• [What the task asks] The response should be a precise copy of every entry.

──────────

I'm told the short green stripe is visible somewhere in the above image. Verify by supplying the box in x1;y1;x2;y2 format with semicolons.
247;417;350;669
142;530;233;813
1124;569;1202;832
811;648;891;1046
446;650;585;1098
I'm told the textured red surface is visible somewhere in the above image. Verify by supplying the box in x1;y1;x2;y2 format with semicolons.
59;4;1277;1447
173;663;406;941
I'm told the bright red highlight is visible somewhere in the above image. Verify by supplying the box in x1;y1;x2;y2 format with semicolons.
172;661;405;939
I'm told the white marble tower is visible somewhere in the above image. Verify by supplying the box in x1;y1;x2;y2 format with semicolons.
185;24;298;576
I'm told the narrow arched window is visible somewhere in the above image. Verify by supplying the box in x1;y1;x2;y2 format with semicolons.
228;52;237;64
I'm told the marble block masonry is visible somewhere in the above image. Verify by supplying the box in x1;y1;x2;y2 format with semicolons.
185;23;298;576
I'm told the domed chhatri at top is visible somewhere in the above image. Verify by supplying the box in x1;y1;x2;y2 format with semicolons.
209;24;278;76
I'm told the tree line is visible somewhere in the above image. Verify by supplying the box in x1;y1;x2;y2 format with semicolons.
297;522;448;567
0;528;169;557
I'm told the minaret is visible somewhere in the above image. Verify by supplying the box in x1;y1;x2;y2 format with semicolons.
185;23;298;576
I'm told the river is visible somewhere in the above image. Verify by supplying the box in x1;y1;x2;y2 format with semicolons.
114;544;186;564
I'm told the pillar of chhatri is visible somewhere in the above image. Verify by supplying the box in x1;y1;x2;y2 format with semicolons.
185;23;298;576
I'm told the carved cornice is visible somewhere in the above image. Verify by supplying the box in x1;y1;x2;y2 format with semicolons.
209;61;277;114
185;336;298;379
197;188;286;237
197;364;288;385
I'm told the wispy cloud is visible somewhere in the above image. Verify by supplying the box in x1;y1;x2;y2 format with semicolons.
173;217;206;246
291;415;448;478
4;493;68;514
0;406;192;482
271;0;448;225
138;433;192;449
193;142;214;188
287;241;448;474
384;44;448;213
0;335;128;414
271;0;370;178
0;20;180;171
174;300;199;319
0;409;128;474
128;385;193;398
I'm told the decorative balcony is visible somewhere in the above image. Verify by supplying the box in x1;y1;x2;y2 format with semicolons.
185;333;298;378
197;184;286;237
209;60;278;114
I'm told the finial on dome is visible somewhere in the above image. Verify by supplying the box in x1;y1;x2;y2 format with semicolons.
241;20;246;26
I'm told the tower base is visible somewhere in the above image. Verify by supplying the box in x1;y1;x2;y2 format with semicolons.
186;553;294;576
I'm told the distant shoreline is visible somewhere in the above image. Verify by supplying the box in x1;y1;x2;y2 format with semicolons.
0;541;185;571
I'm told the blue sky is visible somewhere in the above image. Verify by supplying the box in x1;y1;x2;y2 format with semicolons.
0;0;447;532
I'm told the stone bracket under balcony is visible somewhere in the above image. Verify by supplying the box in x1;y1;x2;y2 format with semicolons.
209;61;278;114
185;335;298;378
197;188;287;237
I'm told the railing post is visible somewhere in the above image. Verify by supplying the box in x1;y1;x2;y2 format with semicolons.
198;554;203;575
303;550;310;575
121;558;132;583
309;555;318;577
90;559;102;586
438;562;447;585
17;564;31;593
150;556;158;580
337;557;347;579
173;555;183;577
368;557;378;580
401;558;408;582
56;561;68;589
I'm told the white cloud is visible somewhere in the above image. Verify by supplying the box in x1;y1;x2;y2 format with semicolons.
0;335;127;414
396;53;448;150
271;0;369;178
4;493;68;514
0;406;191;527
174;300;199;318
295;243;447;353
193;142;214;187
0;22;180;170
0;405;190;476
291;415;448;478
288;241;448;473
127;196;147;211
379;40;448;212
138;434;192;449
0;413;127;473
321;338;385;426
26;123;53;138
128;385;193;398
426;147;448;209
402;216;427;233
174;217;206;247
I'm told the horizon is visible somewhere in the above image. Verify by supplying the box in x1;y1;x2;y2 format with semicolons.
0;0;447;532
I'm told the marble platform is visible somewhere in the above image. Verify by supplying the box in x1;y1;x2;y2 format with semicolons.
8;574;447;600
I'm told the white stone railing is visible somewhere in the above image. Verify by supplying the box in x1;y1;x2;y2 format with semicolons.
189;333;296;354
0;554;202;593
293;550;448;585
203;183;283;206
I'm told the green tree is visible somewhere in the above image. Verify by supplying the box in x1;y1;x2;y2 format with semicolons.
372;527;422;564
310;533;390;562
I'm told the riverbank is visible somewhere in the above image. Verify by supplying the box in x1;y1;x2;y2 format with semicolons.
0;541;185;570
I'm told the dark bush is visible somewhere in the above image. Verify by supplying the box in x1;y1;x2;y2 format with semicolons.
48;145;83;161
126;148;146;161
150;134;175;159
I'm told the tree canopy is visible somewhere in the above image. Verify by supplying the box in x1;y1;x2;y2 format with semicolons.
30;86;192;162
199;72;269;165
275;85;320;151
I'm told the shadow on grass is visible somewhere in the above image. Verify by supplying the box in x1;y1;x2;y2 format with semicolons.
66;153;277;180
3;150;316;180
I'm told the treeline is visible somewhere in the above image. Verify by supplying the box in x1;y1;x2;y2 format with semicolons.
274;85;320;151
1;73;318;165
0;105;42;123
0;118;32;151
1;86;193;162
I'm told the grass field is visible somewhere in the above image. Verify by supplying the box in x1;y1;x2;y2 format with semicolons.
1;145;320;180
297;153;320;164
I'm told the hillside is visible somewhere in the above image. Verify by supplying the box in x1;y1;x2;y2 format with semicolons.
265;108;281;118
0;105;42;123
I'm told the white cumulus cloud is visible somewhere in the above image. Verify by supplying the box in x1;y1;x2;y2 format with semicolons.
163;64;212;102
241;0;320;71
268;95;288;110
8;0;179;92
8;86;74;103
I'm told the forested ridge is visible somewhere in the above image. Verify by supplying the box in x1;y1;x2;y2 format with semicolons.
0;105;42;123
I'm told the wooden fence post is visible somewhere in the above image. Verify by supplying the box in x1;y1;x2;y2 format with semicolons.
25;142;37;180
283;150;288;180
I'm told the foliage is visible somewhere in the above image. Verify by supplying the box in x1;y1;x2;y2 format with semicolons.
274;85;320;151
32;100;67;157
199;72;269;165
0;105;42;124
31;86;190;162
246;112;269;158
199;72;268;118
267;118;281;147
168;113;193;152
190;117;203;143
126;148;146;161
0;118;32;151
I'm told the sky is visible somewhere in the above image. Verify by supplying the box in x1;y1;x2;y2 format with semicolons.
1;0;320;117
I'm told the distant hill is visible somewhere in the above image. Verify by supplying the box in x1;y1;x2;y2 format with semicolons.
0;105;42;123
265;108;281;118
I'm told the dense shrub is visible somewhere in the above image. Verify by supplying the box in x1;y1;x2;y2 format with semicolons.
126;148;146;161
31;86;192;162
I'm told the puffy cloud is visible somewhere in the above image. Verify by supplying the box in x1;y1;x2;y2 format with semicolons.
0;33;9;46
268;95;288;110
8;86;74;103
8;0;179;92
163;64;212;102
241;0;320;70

──────────

• [Written response]
I'm told the short green stripe is visible somewhere in the above image. Verify by supplying the box in x1;y1;x2;y2 format with semicolons.
247;417;350;669
142;530;233;813
1124;569;1202;832
811;648;891;1046
446;650;585;1098
I'm told the textured red surface is visible somewhere in the above image. Verify by supplying the box in x1;y1;x2;y2 format with semicolons.
59;4;1277;1447
173;663;406;941
I'm told the bright red highlight is visible somewhere in the above image. Verify by supplying the box in x1;y1;x2;y2 format with semicolons.
172;661;405;939
I'm told the white marble tower is visible somewhere in the above image. Verify by supplying the box in x1;y1;x2;y2 format with semicolons.
185;24;298;576
I'm told the narrow arched window is visible somewhere in the above image. Verify by supplying the box in x1;y1;x2;y2 format with semicolons.
228;52;237;64
I'm told the marble block masonry is visible somewhere in the above image. Verify by supplying the box in x1;y1;x2;y2 format with semicolons.
185;23;298;576
I'm told the domed chhatri at top is visible somewhere in the above image. Verify by supplying the box in x1;y1;x2;y2 format with semicolons.
209;24;278;76
I'm told the tree line is visible somewhere in the above image. Verify by supplying the box in x1;y1;x2;y2 format with semicolons.
297;522;448;567
0;528;169;557
I'm told the minaret is visible somewhere in the above image. Verify by supplying the box in x1;y1;x2;y2 format with semicolons.
185;23;298;576
I'm told the river is visible somewhere in the above image. Verify by supplying the box in x1;y1;x2;y2 format with semicolons.
114;544;186;564
I'm told the pillar of chhatri is visible somewhere in the above image. Verify by supplying the box in x1;y1;x2;y2 format with semicolons.
185;23;298;576
I'm told the carved cornice is visible somewhere in the above image. Verify by supplying the box in x1;y1;x2;y2 format with semicolons.
209;61;277;114
185;336;298;379
197;188;286;237
197;364;288;385
I'm told the wispy cloud is visible somewhere in the above image. Verify by supplying the box in x1;y1;x2;y2 format with semicolons.
173;217;206;246
291;415;448;478
4;493;68;514
0;406;192;482
271;0;448;225
138;433;192;449
193;142;214;188
287;241;448;474
384;44;448;213
0;335;128;414
271;0;370;178
0;20;180;171
174;300;199;319
0;409;128;474
128;385;193;398
I'm told the decorative balcony is visible somewhere in the above image. Verify by supplying the box in x1;y1;x2;y2 format with semicolons.
185;333;298;378
197;184;286;237
209;60;278;114
I'm told the finial on dome is visible somewhere in the above image. Verify by supplying the box in x1;y1;x2;y2 format with semicolons.
241;20;246;26
I'm told the tower base is visible somewhere in the above image. Verify by supplying the box in x1;y1;x2;y2 format with semicolons.
186;553;294;576
I'm told the distant shoreline is visible somewhere in the above image. Verify by supplying the box in x1;y1;x2;y2 format with semicolons.
0;541;185;571
I'm told the blue sky is visible somewhere in the above image. Verify by supplying the box in x1;y1;x2;y2 format with semicolons.
0;0;447;532
I'm told the stone bracket under balcony is visible somewhere in the above image. Verify by supplying the box in x1;y1;x2;y2 format with semicolons.
209;61;278;114
185;335;298;378
197;188;287;237
I'm told the railing post is visible somewhere in the above image. Verify by supplying the box in x1;y1;x2;y2 format with semicolons.
198;554;203;575
303;550;310;575
121;558;132;583
309;555;318;577
90;559;102;586
438;562;447;585
17;564;31;593
150;556;158;580
337;557;347;579
173;555;183;577
368;557;378;580
401;558;408;582
56;561;68;589
I'm told the white cloud is visible somewhere in the above image. Verify by supplying the box in x1;y1;x2;y2 format with semicolons.
0;335;127;414
396;53;448;150
271;0;369;178
4;493;68;514
0;406;191;527
174;300;199;318
295;243;447;353
193;142;214;187
0;22;180;170
0;405;190;476
291;415;448;478
288;241;448;473
127;196;147;211
379;40;448;212
138;434;192;449
0;413;127;473
321;338;385;426
26;123;53;138
128;385;193;398
426;147;448;209
402;216;427;233
174;217;206;247
I'm told the horizon is visible somewhere in the above image. Verify by supplying the box in x1;y1;x2;y2 format with semicolons.
0;0;447;532
I'm told the marble platform is visible somewhere in the above image. Verify by supplying the box in x1;y1;x2;y2 format with semicolons.
8;574;447;600
I'm told the white stone railing is visible somewhere in the above image. Verify by supplying the box in x1;y1;x2;y2 format with semicolons.
189;333;296;354
0;554;202;593
293;550;448;585
203;183;283;206
I'm told the green tree is visible somewhere in the above image. Verify by supplying the box in x1;y1;x2;y2 format with semicolons.
372;527;422;564
310;533;390;562
I'm told the riverbank is visible somewhere in the above image. Verify by supplying the box in x1;y1;x2;y2 format with semicolons.
0;541;185;570
I'm told the dark bush is visible somewhere in the above image. Verify by supplying the box in x1;y1;x2;y2 format with semicolons.
48;145;83;161
126;148;146;161
150;134;175;159
I'm told the tree canopy is visible somewhere in the above image. Verify by supplying the box in x1;y1;x2;y2 format with semicolons.
30;86;192;162
199;72;269;165
275;85;320;151
I'm told the shadow on grass is visible somewhere in the above image. Verify by supplying the box in x1;y1;x2;y2 format with semicolons.
66;153;277;180
3;150;316;180
I'm told the treeline is visible somewhere in the above image. Verify by supplying the box in x1;y1;x2;y2 format with semicolons.
274;85;320;151
1;73;318;165
0;105;42;123
0;118;32;151
1;86;193;162
I'm told the grass field is visible somewhere in the above image. Verify by supplying the box in x1;y1;x2;y2 format with semicolons.
1;145;320;180
297;153;320;164
I'm told the hillside is visible somewhere in the above image. Verify by supplying the box in x1;y1;x2;y2 format with semicolons.
265;108;281;118
0;105;42;123
I'm told the white cumulus cloud is visible somewhere in the above image. Verify by supplying the box in x1;y1;x2;y2 format with semicolons.
163;64;212;102
241;0;320;71
268;95;288;110
8;0;179;92
8;86;74;103
I'm told the forested ridge is visible somewhere in the above image. Verify by supplying the box in x1;y1;x2;y2 format with semicolons.
0;105;42;123
I'm told the wooden fence post is visible somewhere in the above image. Verify by supplying the box in x1;y1;x2;y2 format with semicolons.
25;142;37;180
283;150;288;180
I'm told the foliage is visible somewhere in the above image. Verify by supplying the box in x1;y1;x2;y2 format with semicolons.
274;85;320;151
32;100;67;157
199;72;269;165
0;105;42;124
31;86;190;162
246;112;269;158
199;72;268;118
267;118;281;147
168;113;193;152
190;117;203;143
126;148;146;161
0;118;32;151
I'm told the sky is visible somewhere in the above image. Verify by supplying the box in x1;y1;x2;y2 format with semicolons.
1;0;320;117
I'm told the distant hill is visible somewhere in the above image. Verify by supplying the box in x1;y1;x2;y2 format with semicolons.
0;105;42;123
265;108;281;118
I'm told the dense shrub is visible somewhere in the above image. Verify by supplying the box in x1;y1;x2;y2 format with semicolons.
126;148;146;161
31;86;192;162
I'm told the puffy cloud is visible somewhere in the above image. Verify by supplying the box in x1;y1;x2;y2 format with semicolons.
0;33;9;46
268;95;288;110
8;86;74;103
8;0;179;92
163;64;212;102
241;0;320;70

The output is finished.